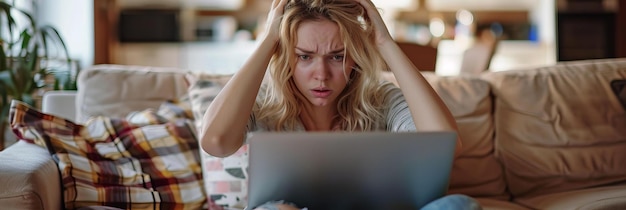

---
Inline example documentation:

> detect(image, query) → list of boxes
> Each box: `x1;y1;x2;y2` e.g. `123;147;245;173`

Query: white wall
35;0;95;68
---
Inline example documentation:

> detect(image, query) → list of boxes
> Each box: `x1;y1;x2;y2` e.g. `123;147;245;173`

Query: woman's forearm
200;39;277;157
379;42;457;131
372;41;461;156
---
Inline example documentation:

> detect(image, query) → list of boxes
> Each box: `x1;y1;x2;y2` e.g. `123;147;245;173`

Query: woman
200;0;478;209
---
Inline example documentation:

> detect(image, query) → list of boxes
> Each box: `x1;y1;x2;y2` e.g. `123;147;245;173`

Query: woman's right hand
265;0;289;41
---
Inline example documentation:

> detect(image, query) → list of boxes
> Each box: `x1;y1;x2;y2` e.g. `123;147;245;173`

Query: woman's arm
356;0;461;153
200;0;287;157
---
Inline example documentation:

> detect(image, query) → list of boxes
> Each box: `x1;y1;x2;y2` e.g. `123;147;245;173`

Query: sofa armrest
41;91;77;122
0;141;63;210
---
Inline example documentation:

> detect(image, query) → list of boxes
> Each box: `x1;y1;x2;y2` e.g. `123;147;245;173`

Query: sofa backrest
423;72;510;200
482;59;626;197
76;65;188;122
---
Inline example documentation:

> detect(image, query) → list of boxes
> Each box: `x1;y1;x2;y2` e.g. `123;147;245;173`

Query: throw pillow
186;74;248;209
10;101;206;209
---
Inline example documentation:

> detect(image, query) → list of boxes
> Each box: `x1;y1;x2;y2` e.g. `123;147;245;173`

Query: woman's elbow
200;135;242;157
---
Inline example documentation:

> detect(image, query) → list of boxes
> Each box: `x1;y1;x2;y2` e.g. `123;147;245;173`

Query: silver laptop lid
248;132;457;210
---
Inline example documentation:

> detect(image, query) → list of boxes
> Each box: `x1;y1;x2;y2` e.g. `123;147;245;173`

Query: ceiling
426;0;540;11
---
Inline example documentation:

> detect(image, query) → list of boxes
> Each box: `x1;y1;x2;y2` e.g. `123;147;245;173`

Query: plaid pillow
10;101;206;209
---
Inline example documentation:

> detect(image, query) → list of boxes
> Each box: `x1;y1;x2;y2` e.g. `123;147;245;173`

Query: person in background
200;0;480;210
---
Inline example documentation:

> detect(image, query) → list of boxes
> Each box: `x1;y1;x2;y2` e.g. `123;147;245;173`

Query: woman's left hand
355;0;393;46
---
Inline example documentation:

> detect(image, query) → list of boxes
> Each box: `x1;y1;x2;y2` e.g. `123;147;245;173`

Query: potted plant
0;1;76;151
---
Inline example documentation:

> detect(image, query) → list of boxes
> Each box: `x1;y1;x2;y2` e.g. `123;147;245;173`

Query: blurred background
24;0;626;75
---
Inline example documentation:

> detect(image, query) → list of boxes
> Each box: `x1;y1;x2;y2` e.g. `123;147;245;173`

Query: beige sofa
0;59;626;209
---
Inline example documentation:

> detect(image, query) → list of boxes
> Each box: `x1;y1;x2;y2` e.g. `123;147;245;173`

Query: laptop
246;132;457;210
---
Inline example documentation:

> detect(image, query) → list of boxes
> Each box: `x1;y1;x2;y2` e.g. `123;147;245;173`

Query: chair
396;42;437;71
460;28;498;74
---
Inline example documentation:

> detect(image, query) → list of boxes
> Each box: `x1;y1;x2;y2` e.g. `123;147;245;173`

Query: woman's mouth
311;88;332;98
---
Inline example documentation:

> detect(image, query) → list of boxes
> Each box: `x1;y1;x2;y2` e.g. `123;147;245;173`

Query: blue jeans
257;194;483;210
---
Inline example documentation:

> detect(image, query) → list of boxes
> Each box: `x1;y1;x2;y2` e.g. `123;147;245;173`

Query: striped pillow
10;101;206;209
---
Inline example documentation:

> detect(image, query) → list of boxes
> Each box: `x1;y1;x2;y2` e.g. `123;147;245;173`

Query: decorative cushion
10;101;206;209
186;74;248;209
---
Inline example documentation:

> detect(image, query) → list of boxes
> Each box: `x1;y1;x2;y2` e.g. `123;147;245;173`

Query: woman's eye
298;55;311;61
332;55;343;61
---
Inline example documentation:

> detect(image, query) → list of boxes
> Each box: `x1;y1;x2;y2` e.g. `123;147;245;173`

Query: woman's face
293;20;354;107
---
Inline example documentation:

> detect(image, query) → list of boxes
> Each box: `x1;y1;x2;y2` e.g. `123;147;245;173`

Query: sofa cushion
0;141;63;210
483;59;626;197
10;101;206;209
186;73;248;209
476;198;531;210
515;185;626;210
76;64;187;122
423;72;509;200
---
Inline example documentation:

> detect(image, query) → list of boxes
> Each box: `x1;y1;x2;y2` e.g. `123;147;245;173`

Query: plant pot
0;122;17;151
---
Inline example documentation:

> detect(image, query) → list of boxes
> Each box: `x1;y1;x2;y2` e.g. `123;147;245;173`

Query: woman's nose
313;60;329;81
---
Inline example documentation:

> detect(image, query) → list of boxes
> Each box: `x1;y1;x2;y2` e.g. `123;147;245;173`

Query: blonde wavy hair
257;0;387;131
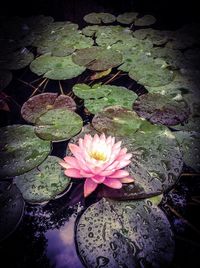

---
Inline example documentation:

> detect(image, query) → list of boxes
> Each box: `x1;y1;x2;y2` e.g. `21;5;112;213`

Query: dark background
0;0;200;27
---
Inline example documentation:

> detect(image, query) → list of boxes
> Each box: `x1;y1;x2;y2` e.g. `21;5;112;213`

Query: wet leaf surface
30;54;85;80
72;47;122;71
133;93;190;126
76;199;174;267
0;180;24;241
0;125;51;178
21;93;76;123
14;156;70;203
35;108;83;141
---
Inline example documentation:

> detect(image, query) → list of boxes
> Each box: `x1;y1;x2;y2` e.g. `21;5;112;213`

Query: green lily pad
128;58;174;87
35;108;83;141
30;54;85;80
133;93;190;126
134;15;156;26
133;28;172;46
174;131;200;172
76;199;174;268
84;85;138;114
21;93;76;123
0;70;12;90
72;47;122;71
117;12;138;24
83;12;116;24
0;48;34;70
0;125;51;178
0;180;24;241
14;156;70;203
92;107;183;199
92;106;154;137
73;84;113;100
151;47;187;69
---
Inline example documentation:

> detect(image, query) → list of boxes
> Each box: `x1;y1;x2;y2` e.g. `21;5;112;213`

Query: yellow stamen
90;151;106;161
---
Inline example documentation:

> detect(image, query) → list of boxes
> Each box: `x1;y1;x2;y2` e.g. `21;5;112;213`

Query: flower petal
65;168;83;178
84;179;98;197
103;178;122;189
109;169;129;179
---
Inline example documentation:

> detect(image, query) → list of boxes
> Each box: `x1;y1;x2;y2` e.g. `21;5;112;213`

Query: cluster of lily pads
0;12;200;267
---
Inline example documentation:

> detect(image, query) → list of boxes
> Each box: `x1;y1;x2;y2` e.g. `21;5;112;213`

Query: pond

Work to be completed: Please find every line in the records above that contains the string "sofa", and copy each of those lines. Case counts.

Result:
Query: sofa armrest
Query: sofa backrest
Query: beige sofa
Query: sofa cushion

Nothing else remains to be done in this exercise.